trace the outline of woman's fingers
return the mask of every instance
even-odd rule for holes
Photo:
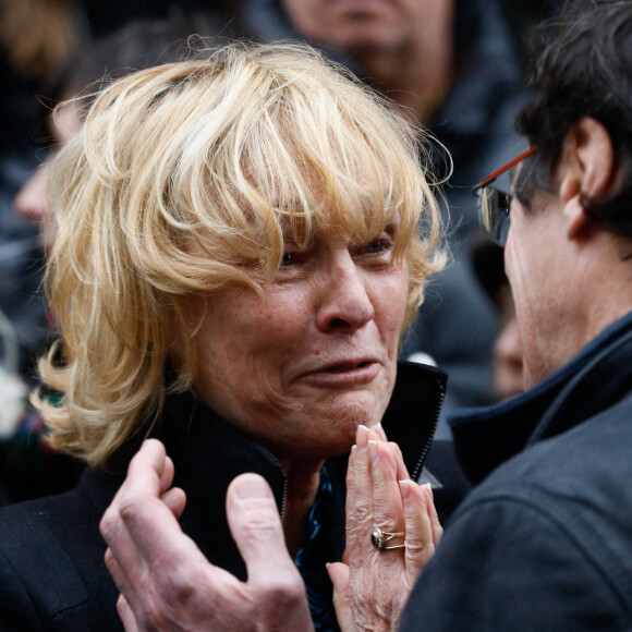
[[[433,488],[428,485],[428,515],[430,516],[430,523],[433,524],[433,542],[435,547],[439,544],[441,536],[443,535],[443,527],[439,522],[439,515],[437,514],[437,508],[435,507],[435,496],[433,494]]]
[[[373,479],[374,526],[387,532],[403,532],[404,515],[398,484],[401,453],[394,443],[368,441]],[[405,469],[404,469],[405,470]],[[403,539],[392,544],[403,544]]]
[[[368,441],[370,430],[358,426],[347,473],[347,549],[350,559],[362,563],[373,528],[373,477]]]
[[[134,617],[134,611],[132,608],[130,608],[130,604],[127,604],[127,599],[125,599],[123,595],[119,595],[117,610],[119,611],[119,617],[123,622],[125,632],[139,632],[138,624],[136,623],[136,617]]]

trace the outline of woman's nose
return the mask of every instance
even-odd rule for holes
[[[336,258],[320,288],[316,317],[320,331],[353,333],[370,321],[375,308],[368,293],[368,278],[347,252]]]

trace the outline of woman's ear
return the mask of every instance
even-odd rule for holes
[[[582,197],[609,196],[618,177],[615,148],[606,127],[595,119],[582,119],[567,134],[558,167],[569,239],[585,234],[590,226]]]

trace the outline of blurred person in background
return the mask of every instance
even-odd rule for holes
[[[52,162],[60,340],[39,365],[54,398],[37,401],[52,445],[88,467],[0,511],[1,625],[120,627],[99,521],[148,436],[186,490],[184,531],[242,579],[226,491],[265,476],[321,630],[337,629],[325,562],[344,548],[356,436],[358,460],[375,447],[408,482],[435,546],[417,481],[446,377],[398,363],[443,262],[417,132],[307,47],[235,44],[98,95]]]
[[[453,262],[432,281],[402,350],[449,374],[437,438],[450,439],[450,412],[496,397],[496,311],[469,256],[478,231],[471,187],[521,146],[513,130],[525,99],[519,37],[496,1],[244,0],[242,15],[257,38],[302,37],[342,58],[451,156],[450,173],[450,158],[437,149],[435,171],[450,175],[443,215]]]

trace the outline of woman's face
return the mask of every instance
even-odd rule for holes
[[[394,231],[285,244],[274,280],[252,274],[260,295],[231,288],[196,305],[197,397],[281,461],[349,450],[394,384],[409,283],[405,262],[391,262]]]

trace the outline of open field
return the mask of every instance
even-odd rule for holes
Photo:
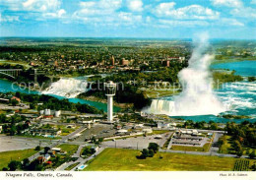
[[[60,148],[64,151],[67,151],[68,155],[72,155],[73,153],[75,153],[78,150],[79,146],[63,144],[63,145],[60,145],[58,148]]]
[[[61,137],[43,137],[43,136],[33,136],[33,135],[15,135],[17,137],[24,137],[24,138],[35,138],[35,139],[41,139],[41,140],[60,140]]]
[[[215,64],[222,64],[222,63],[232,63],[232,62],[239,62],[239,61],[248,61],[248,60],[251,60],[251,61],[255,61],[255,57],[248,57],[248,58],[232,58],[232,59],[224,59],[224,60],[215,60],[212,62],[212,65],[215,65]]]
[[[79,162],[73,163],[73,164],[71,164],[70,166],[68,166],[65,170],[71,170],[71,169],[73,169],[74,167],[76,167],[78,164],[79,164]]]
[[[86,171],[229,171],[236,158],[158,152],[154,157],[137,159],[139,150],[106,149]],[[160,158],[162,156],[162,158]]]
[[[186,150],[186,151],[209,151],[210,143],[205,144],[203,147],[188,147],[188,146],[171,146],[171,150]]]
[[[34,153],[36,153],[36,150],[33,149],[0,152],[0,170],[3,167],[7,167],[11,160],[22,161],[24,158],[30,157]]]
[[[144,94],[148,98],[158,98],[162,96],[170,96],[179,93],[178,90],[168,89],[168,90],[144,90]]]

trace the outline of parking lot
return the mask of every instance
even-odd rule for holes
[[[113,136],[116,130],[113,129],[112,125],[108,124],[95,124],[91,129],[85,130],[82,135],[77,138],[74,142],[85,142],[86,139],[92,138],[103,138]]]
[[[0,136],[0,151],[34,149],[38,145],[46,147],[50,144],[50,141],[39,139]]]
[[[137,137],[137,138],[127,138],[119,139],[115,141],[107,141],[102,143],[102,147],[109,148],[123,148],[123,149],[147,149],[150,143],[157,143],[160,147],[162,147],[163,144],[167,141],[170,136],[170,132],[167,134],[158,135],[161,139],[156,139],[157,135],[147,136],[147,137]]]

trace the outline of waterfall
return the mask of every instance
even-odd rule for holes
[[[62,78],[52,83],[51,86],[42,91],[44,94],[56,94],[69,98],[74,98],[82,92],[86,92],[91,89],[86,80],[74,78]]]
[[[213,55],[205,54],[209,43],[202,35],[189,59],[189,66],[178,73],[182,92],[173,100],[154,99],[149,113],[167,114],[171,116],[217,115],[226,110],[219,100],[212,88],[209,66]]]

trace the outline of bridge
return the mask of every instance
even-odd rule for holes
[[[16,79],[21,71],[23,71],[22,69],[0,69],[0,75],[4,75],[13,79]]]

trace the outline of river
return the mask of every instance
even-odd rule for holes
[[[65,82],[65,83],[67,83],[67,82]],[[60,89],[58,89],[58,90],[61,90],[61,85],[59,85],[59,86],[60,86]],[[0,80],[0,91],[1,92],[20,91],[20,92],[23,92],[23,93],[41,94],[41,92],[39,92],[39,91],[29,90],[28,89],[19,87],[19,86],[17,86],[17,84],[15,84],[13,82],[9,82],[7,80]],[[61,95],[58,95],[57,93],[56,94],[47,93],[47,94],[54,96],[56,98],[59,98],[59,99],[68,98],[70,102],[74,102],[74,103],[80,102],[81,104],[92,105],[94,107],[96,107],[97,109],[103,109],[104,111],[107,110],[107,105],[105,103],[96,102],[96,101],[91,101],[91,100],[85,100],[85,99],[75,98],[75,97],[61,96]],[[119,107],[114,106],[114,111],[118,111],[119,109],[120,109]]]
[[[229,69],[234,70],[236,75],[242,77],[254,76],[256,77],[256,61],[239,61],[223,64],[215,64],[211,69]],[[153,100],[153,111],[167,112],[170,117],[182,118],[193,121],[214,121],[214,122],[236,122],[240,123],[244,120],[256,122],[256,82],[236,82],[224,84],[220,89],[215,90],[215,94],[219,100],[226,107],[226,111],[220,115],[247,115],[251,118],[247,119],[225,119],[218,115],[195,115],[195,116],[171,116],[169,109],[173,108],[174,96],[161,97]],[[152,106],[150,108],[152,108]],[[158,107],[156,109],[156,107]],[[209,107],[211,108],[211,107]],[[152,110],[152,109],[151,109]]]
[[[256,61],[239,61],[239,62],[231,62],[231,63],[223,63],[216,64],[211,66],[212,69],[229,69],[234,70],[235,74],[248,77],[254,76],[256,77]],[[70,85],[67,84],[67,81],[71,81]],[[64,87],[68,85],[67,87]],[[68,87],[74,86],[74,80],[64,80],[60,81],[55,86],[52,87],[54,89],[50,89],[47,94],[55,96],[57,98],[68,98],[70,102],[74,103],[85,103],[92,106],[95,106],[98,109],[103,109],[106,111],[107,106],[105,103],[95,102],[90,100],[84,100],[81,98],[75,97],[67,97],[65,96],[69,92],[74,92],[74,89],[68,89]],[[61,90],[65,90],[60,91]],[[82,89],[79,89],[82,90]],[[21,91],[24,93],[37,93],[38,91],[29,91],[26,89],[18,87],[12,82],[6,80],[0,80],[0,91],[8,92],[8,91]],[[174,118],[182,118],[186,120],[193,121],[214,121],[214,122],[222,122],[225,123],[228,121],[234,122],[242,122],[244,120],[248,120],[250,122],[256,121],[256,82],[236,82],[236,83],[226,83],[223,88],[215,90],[219,99],[225,105],[228,106],[228,110],[222,114],[234,114],[234,115],[248,115],[252,118],[250,119],[236,119],[236,120],[228,120],[215,115],[200,115],[200,116],[171,116]],[[171,102],[173,96],[163,97],[160,100],[163,100],[162,105],[168,105]],[[119,108],[114,107],[114,110],[117,111]]]

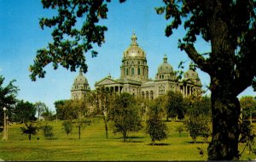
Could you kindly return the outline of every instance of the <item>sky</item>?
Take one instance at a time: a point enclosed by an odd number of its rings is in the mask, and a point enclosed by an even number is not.
[[[154,10],[162,5],[161,1],[128,0],[122,4],[118,2],[113,0],[108,4],[108,20],[101,21],[108,30],[105,34],[106,42],[95,47],[98,56],[91,58],[90,53],[85,53],[88,72],[84,75],[91,89],[96,81],[108,74],[116,79],[120,76],[123,52],[129,47],[133,31],[137,43],[147,53],[150,78],[154,79],[165,54],[174,70],[178,70],[181,61],[186,62],[184,70],[188,70],[190,59],[177,47],[177,40],[183,38],[185,31],[181,27],[170,37],[165,36],[165,28],[170,22]],[[37,50],[52,42],[52,29],[43,31],[39,18],[49,18],[54,14],[52,10],[44,9],[39,0],[0,0],[0,75],[5,77],[4,85],[16,80],[19,99],[43,102],[52,110],[55,110],[55,101],[71,98],[70,89],[79,75],[79,70],[70,72],[61,66],[55,70],[49,64],[45,68],[44,78],[36,81],[29,78],[28,68],[33,63]],[[201,53],[211,51],[209,43],[200,38],[195,48]],[[197,72],[203,89],[207,90],[209,75],[200,70]],[[245,95],[255,96],[255,92],[248,87],[239,97]]]

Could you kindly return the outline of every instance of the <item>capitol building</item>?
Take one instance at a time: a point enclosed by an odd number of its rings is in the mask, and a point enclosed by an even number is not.
[[[129,92],[135,97],[154,99],[164,95],[168,91],[180,92],[183,97],[201,94],[201,83],[195,68],[189,67],[182,80],[177,80],[175,71],[165,55],[163,63],[159,65],[155,79],[148,79],[147,55],[137,43],[137,37],[133,33],[131,42],[123,53],[120,66],[120,77],[108,76],[96,81],[95,87],[109,87],[113,92]],[[84,98],[90,91],[87,79],[80,71],[71,89],[72,99]]]

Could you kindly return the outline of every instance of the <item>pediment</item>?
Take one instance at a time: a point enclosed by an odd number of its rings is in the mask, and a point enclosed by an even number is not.
[[[114,81],[111,78],[104,78],[100,81],[96,83],[96,86],[105,86],[105,85],[111,85],[111,84],[119,84],[119,81]]]

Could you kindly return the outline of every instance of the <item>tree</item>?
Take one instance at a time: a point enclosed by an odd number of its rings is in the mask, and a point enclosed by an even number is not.
[[[0,119],[3,119],[3,108],[7,108],[7,115],[9,118],[12,118],[11,111],[13,107],[16,103],[17,93],[19,91],[18,87],[14,85],[15,80],[11,81],[7,86],[3,86],[4,77],[0,75]],[[0,131],[3,131],[3,120],[0,120]]]
[[[240,142],[246,142],[246,147],[252,150],[254,142],[255,135],[252,124],[252,115],[255,112],[256,101],[251,96],[243,96],[240,99],[241,108],[241,120],[240,123],[241,136],[239,138]],[[240,154],[241,154],[241,152]]]
[[[181,137],[181,134],[182,134],[182,132],[183,132],[183,131],[184,131],[184,129],[183,129],[183,126],[177,126],[177,128],[176,128],[176,131],[178,132],[179,137]]]
[[[106,138],[108,138],[108,123],[110,120],[108,114],[114,101],[113,91],[109,87],[101,87],[90,94],[90,100],[94,102],[92,104],[96,106],[95,111],[103,116]]]
[[[46,137],[46,139],[52,139],[53,138],[53,137],[54,137],[53,126],[49,126],[48,124],[46,124],[45,126],[43,126],[41,127],[41,129],[43,130],[44,136]]]
[[[146,132],[149,134],[153,145],[155,141],[167,138],[167,126],[161,120],[161,108],[157,102],[149,107],[149,119],[147,120]]]
[[[20,127],[20,130],[22,134],[28,135],[28,139],[31,140],[31,136],[38,134],[39,128],[34,123],[30,122],[25,123],[25,126]]]
[[[188,109],[185,127],[195,142],[199,136],[207,142],[210,134],[208,122],[211,120],[211,100],[208,97],[197,98],[190,103]]]
[[[35,107],[36,107],[37,113],[38,113],[38,120],[40,120],[41,114],[46,110],[47,107],[46,107],[45,103],[41,103],[41,102],[37,102],[35,103]]]
[[[45,120],[52,120],[53,118],[53,112],[48,108],[45,108],[45,111],[41,114],[41,116]]]
[[[256,100],[252,96],[243,96],[240,99],[241,108],[242,119],[248,120],[251,118],[256,109]]]
[[[55,102],[56,115],[61,120],[74,120],[83,117],[88,112],[84,100],[61,100]]]
[[[138,131],[143,127],[136,99],[129,93],[124,92],[117,96],[113,107],[110,109],[110,115],[113,132],[120,132],[124,142],[126,141],[128,132]]]
[[[108,28],[99,25],[98,22],[107,19],[107,3],[104,0],[42,0],[42,4],[44,8],[56,9],[58,15],[40,19],[39,25],[43,30],[44,27],[54,27],[51,34],[53,42],[49,43],[46,48],[37,51],[34,63],[30,65],[31,79],[36,81],[37,76],[44,77],[46,71],[43,68],[49,63],[53,64],[55,70],[59,65],[71,71],[81,67],[85,73],[87,64],[84,53],[91,52],[92,57],[96,57],[97,52],[92,50],[92,47],[94,44],[100,47],[104,42],[104,33]],[[76,28],[79,20],[85,20],[80,29]]]
[[[14,109],[14,120],[20,123],[36,120],[35,105],[28,101],[18,101]]]
[[[72,130],[73,130],[72,122],[71,121],[64,121],[62,123],[62,129],[64,130],[64,131],[68,136],[68,134],[72,133]]]
[[[179,40],[198,68],[209,74],[212,92],[212,139],[209,159],[238,159],[240,103],[237,95],[250,87],[256,75],[256,2],[253,0],[163,0],[157,14],[171,23],[166,28],[183,25],[186,35]],[[198,37],[212,47],[208,53],[195,47]]]
[[[183,102],[183,95],[178,92],[169,91],[166,94],[166,109],[167,118],[176,118],[182,120],[184,118],[186,107]]]
[[[75,120],[75,126],[79,129],[79,139],[81,139],[81,130],[83,128],[85,128],[86,126],[90,126],[91,123],[91,120],[87,119],[78,119]]]
[[[109,3],[110,0],[106,0]],[[125,2],[125,0],[119,0]],[[179,41],[192,61],[211,77],[212,112],[212,139],[208,147],[209,159],[238,159],[240,103],[237,95],[253,82],[255,87],[256,14],[254,0],[163,0],[164,6],[156,8],[165,13],[171,23],[166,35],[183,25],[187,34]],[[108,6],[99,1],[43,0],[45,8],[54,8],[57,16],[42,18],[41,27],[53,27],[53,42],[47,48],[38,51],[33,65],[30,66],[32,81],[44,77],[43,70],[53,63],[71,71],[81,67],[86,72],[84,53],[92,49],[93,43],[104,42],[105,26],[97,25],[107,18]],[[75,29],[82,16],[85,20],[81,29]],[[68,37],[71,37],[68,40]],[[199,53],[195,42],[202,37],[212,47],[211,52]],[[95,51],[91,51],[93,56]],[[254,78],[254,80],[253,80]]]

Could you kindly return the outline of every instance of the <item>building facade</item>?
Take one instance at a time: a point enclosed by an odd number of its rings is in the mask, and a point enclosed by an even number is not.
[[[80,70],[79,75],[75,78],[71,88],[72,99],[83,99],[85,98],[86,92],[90,92],[90,88],[87,79],[83,75]]]
[[[146,53],[138,46],[137,41],[137,37],[133,33],[130,46],[123,53],[120,78],[114,79],[109,75],[96,81],[96,88],[108,87],[115,92],[125,92],[148,99],[156,98],[168,91],[180,92],[183,97],[201,94],[201,83],[195,68],[190,66],[183,78],[178,81],[166,55],[163,63],[158,67],[155,79],[148,79]]]

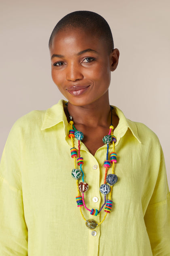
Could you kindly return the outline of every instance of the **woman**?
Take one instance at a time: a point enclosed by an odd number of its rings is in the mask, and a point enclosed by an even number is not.
[[[169,255],[162,151],[149,128],[110,105],[119,53],[108,25],[74,12],[49,47],[52,78],[68,101],[11,129],[0,165],[0,255]]]

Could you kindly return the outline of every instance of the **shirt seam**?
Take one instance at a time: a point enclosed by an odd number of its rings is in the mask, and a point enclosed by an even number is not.
[[[164,201],[161,201],[160,202],[158,202],[157,203],[155,203],[155,204],[149,204],[148,205],[148,207],[150,207],[150,206],[155,206],[157,204],[158,205],[158,204],[166,204],[167,203],[167,202],[168,201],[170,201],[170,192],[169,192],[166,195],[166,199],[165,199],[165,200],[164,200]]]
[[[5,180],[5,179],[4,179],[2,177],[0,176],[0,180],[1,180],[2,182],[3,182],[5,184],[8,185],[9,187],[9,188],[11,190],[15,192],[17,192],[17,193],[19,192],[19,194],[21,194],[21,195],[22,195],[22,191],[19,189],[16,189],[16,188],[13,187],[13,186],[11,186],[11,185],[10,185],[9,184],[9,182],[7,181],[7,180]]]

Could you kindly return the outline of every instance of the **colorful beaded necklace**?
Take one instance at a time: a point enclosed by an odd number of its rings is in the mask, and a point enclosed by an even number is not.
[[[88,209],[86,206],[85,200],[84,193],[87,191],[89,189],[89,185],[84,181],[84,174],[82,169],[83,165],[83,158],[81,157],[80,155],[80,141],[84,138],[84,135],[81,132],[78,131],[74,125],[74,122],[72,121],[72,117],[71,116],[68,109],[68,102],[66,102],[66,105],[67,107],[67,111],[68,115],[70,122],[71,128],[69,131],[68,136],[71,139],[72,147],[70,149],[71,156],[74,158],[74,168],[72,170],[72,176],[75,179],[78,191],[78,195],[76,197],[76,200],[78,207],[79,207],[81,214],[85,221],[85,224],[87,227],[89,229],[94,229],[97,226],[102,224],[105,220],[108,213],[110,213],[112,207],[113,201],[111,200],[112,197],[112,191],[113,186],[117,181],[117,177],[114,174],[114,165],[117,161],[117,155],[115,151],[115,143],[116,142],[116,138],[113,135],[113,130],[114,127],[112,124],[112,110],[113,107],[110,106],[111,110],[111,124],[110,126],[109,132],[108,135],[105,135],[103,138],[102,141],[104,144],[107,144],[107,152],[106,160],[104,161],[104,167],[105,168],[105,172],[104,178],[104,183],[102,184],[100,187],[100,192],[104,195],[104,202],[102,205],[100,209],[98,210],[97,209]],[[78,154],[77,154],[77,150],[75,148],[73,138],[75,137],[78,141]],[[113,152],[110,153],[110,160],[108,160],[108,149],[109,144],[112,143]],[[80,169],[77,168],[76,165],[76,158],[77,158],[77,165],[80,167]],[[108,169],[110,167],[110,164],[113,164],[112,168],[112,174],[107,174]],[[79,180],[82,176],[82,181],[79,184]],[[109,185],[106,184],[106,182]],[[82,196],[80,193],[81,192]],[[106,195],[109,194],[109,199],[106,198]],[[99,223],[97,223],[96,221],[92,219],[86,219],[82,211],[81,207],[84,206],[85,208],[89,211],[91,215],[97,216],[98,214],[102,210],[104,206],[106,204],[104,208],[104,212],[106,212],[103,219]]]

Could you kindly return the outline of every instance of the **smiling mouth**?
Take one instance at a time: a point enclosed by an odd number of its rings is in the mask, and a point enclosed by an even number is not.
[[[66,90],[72,95],[78,96],[82,94],[86,91],[90,85],[80,86],[75,85],[74,86],[70,86],[67,88]]]

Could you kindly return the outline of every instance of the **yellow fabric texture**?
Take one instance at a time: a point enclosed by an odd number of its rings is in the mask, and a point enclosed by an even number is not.
[[[115,107],[119,118],[114,131],[118,180],[113,186],[111,213],[93,236],[76,206],[68,135],[71,126],[64,103],[30,112],[11,130],[0,166],[0,255],[170,255],[170,194],[156,135]],[[81,149],[85,181],[89,186],[85,202],[88,208],[99,210],[104,202],[99,187],[106,145],[94,157],[83,143]],[[112,150],[111,145],[110,152]],[[95,165],[97,169],[93,168]],[[97,223],[105,213],[103,210],[92,216],[82,210],[86,219]]]

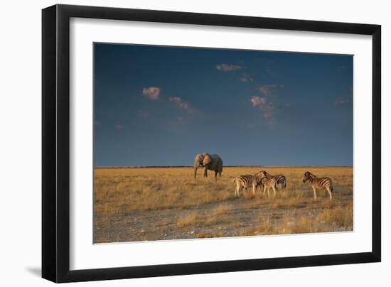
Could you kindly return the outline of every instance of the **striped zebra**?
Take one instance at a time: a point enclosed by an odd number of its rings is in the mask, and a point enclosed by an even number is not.
[[[277,181],[275,178],[267,178],[266,176],[262,176],[261,179],[261,183],[263,185],[263,193],[266,193],[267,190],[267,195],[269,196],[269,189],[272,188],[274,192],[274,196],[276,196],[276,189],[277,185]]]
[[[309,171],[306,171],[303,183],[309,182],[309,185],[314,190],[314,197],[316,198],[316,188],[326,188],[330,195],[330,200],[333,199],[333,181],[330,178],[318,178],[311,173]]]
[[[233,179],[233,182],[236,183],[236,188],[235,189],[235,195],[239,197],[239,191],[240,188],[242,188],[243,195],[245,190],[247,190],[247,188],[252,186],[252,193],[255,194],[255,190],[261,184],[261,173],[257,173],[254,175],[246,174],[244,175],[237,176]]]
[[[282,189],[285,189],[285,188],[286,188],[286,178],[285,178],[285,176],[282,175],[272,175],[270,173],[268,173],[266,170],[262,170],[261,172],[263,172],[263,176],[266,178],[274,178],[277,181],[277,185],[280,185]]]

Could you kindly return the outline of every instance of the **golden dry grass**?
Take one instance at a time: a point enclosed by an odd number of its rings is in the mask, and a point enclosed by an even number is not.
[[[233,178],[264,169],[286,189],[237,198]],[[303,183],[305,171],[331,177],[333,200]],[[353,229],[352,168],[225,168],[216,181],[191,168],[96,168],[95,242],[157,240]]]

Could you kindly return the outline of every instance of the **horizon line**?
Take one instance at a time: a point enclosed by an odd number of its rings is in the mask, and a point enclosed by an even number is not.
[[[193,166],[99,166],[93,168],[193,168]],[[353,166],[224,166],[224,168],[353,168]],[[202,168],[202,167],[198,167]]]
------------------------------------------------------------------------
**Exercise task:** Please lay out the entries as a Markdown table with the columns Index and Content, one numbered row per line, starting at the line that contains "trace the outline of bridge" and going through the line that contains "[[[16,79],[21,71],[23,71],[22,69],[0,69],[0,75],[4,75],[13,79]]]". Include only those lines and leave out any blank ones.

**Reply to the task:**
| Index | Content |
|---|---|
| 1 | trace the outline of bridge |
| 2 | return the mask of every instance |
| 3 | even-odd rule for holes |
| 4 | [[[16,79],[21,71],[23,71],[22,69],[0,69],[0,75],[4,75],[13,79]]] |